Riscrivi per intero le righe che partono dall'inizio delle voci e arrivano alla riga con "top-left (0, 496), bottom-right (576, 1024)", inclusa. Sposta ogni coordinata dei riquadri aggiungendo 70 e lascia invariato tutto il resto.
━━━
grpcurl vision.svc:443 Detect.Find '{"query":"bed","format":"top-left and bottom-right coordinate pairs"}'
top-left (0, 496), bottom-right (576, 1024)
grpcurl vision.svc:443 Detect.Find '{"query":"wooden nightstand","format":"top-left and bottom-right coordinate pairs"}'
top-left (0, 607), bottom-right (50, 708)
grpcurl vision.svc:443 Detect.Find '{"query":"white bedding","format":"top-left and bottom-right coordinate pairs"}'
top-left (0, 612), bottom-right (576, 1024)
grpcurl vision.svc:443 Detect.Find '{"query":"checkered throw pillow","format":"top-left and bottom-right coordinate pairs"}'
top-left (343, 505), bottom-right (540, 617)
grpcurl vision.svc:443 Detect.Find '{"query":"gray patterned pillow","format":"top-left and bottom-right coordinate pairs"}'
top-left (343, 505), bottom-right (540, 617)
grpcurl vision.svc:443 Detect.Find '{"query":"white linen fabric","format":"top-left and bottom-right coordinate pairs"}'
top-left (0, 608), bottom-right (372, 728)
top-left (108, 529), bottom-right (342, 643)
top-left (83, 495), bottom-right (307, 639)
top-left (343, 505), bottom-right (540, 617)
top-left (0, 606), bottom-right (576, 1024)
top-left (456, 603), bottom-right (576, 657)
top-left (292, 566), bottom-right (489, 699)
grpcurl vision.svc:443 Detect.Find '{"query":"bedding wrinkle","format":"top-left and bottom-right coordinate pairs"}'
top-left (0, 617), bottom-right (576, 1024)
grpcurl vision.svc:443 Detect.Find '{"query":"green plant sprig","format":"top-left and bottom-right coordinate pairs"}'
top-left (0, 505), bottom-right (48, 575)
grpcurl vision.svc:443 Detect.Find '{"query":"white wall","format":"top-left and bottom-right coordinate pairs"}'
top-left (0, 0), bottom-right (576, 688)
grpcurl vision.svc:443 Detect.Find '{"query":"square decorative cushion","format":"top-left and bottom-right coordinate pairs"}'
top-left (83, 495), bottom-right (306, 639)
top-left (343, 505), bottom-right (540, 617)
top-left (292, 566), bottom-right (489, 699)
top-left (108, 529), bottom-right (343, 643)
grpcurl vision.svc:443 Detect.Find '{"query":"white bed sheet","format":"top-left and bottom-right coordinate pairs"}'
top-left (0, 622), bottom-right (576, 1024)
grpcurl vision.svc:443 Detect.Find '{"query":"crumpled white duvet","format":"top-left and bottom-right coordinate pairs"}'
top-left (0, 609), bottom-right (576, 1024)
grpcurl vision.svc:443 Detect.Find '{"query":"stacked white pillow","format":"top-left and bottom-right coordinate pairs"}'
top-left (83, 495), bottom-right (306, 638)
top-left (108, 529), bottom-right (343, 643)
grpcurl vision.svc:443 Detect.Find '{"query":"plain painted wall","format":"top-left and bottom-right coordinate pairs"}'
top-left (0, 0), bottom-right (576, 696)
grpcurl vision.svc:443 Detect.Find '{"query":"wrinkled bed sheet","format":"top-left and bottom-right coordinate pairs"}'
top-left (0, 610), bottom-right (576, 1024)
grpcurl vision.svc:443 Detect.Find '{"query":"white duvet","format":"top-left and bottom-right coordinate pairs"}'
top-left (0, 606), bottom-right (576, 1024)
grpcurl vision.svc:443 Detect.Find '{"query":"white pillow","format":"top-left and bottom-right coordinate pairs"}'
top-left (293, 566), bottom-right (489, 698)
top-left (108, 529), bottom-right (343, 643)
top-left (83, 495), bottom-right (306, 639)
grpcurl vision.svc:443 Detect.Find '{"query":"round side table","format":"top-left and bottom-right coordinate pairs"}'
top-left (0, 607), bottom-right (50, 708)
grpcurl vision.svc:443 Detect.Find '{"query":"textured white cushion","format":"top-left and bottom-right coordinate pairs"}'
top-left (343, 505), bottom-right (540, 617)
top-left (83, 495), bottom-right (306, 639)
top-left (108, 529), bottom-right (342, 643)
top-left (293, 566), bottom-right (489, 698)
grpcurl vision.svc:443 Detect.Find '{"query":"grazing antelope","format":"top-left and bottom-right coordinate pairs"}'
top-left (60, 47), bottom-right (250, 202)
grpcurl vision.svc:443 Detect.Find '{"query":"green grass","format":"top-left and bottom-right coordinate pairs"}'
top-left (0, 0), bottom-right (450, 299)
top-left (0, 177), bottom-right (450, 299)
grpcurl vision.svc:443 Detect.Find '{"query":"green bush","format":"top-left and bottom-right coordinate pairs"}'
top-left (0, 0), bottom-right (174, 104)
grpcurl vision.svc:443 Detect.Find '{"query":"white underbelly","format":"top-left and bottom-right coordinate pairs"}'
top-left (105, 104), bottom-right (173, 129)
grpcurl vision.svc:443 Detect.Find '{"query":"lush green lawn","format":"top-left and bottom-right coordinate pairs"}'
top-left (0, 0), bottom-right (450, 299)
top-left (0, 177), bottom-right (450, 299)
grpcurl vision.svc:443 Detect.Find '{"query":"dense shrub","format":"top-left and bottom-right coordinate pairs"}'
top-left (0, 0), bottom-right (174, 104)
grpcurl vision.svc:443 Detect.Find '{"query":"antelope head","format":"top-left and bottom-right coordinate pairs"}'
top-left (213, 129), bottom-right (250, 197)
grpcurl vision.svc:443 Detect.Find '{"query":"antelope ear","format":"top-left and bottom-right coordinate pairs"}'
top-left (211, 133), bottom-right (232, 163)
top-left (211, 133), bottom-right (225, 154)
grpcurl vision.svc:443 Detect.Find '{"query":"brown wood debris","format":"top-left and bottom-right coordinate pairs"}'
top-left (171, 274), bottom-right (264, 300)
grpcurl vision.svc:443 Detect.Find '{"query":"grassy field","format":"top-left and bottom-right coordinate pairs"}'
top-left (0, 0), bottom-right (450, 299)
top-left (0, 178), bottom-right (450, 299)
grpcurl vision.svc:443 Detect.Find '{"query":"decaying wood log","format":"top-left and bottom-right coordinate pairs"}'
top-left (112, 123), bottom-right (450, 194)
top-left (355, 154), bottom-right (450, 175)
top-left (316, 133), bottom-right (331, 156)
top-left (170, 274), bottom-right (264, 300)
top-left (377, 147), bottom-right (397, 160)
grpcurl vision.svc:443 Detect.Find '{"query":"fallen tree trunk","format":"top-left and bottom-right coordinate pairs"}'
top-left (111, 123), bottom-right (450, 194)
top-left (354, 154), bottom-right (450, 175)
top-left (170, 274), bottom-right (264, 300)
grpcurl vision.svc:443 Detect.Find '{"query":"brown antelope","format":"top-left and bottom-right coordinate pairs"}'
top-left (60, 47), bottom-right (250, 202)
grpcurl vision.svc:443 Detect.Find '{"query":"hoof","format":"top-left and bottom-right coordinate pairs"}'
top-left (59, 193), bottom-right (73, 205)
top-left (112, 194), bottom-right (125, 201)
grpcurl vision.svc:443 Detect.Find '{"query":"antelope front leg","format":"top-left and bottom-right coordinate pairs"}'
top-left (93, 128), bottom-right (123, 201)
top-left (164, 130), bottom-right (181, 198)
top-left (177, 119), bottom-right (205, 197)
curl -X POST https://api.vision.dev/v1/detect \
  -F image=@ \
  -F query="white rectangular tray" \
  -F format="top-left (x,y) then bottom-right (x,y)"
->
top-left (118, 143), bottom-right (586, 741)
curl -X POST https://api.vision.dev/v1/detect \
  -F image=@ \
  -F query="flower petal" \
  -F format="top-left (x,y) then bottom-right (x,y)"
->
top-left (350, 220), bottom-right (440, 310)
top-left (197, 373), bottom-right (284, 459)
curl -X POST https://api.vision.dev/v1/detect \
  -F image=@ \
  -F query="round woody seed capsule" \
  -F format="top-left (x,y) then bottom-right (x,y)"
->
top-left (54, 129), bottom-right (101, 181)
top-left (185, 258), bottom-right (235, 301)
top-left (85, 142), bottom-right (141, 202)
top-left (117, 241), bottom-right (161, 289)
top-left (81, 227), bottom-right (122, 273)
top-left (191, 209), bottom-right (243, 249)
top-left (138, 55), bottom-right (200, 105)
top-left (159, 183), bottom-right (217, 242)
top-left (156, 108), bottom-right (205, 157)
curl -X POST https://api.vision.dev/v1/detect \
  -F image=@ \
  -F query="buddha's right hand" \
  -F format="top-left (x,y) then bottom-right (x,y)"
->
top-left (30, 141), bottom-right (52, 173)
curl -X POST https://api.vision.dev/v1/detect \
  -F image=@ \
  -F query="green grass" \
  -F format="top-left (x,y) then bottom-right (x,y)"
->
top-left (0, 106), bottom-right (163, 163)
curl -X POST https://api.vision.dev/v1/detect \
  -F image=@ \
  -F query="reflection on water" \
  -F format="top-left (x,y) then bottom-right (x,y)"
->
━━━
# Esito esercizio
grpcurl vision.svc:443 Detect.Find '{"query":"bed","format":"top-left and bottom-right coordinate pairs"}'
top-left (70, 566), bottom-right (646, 1094)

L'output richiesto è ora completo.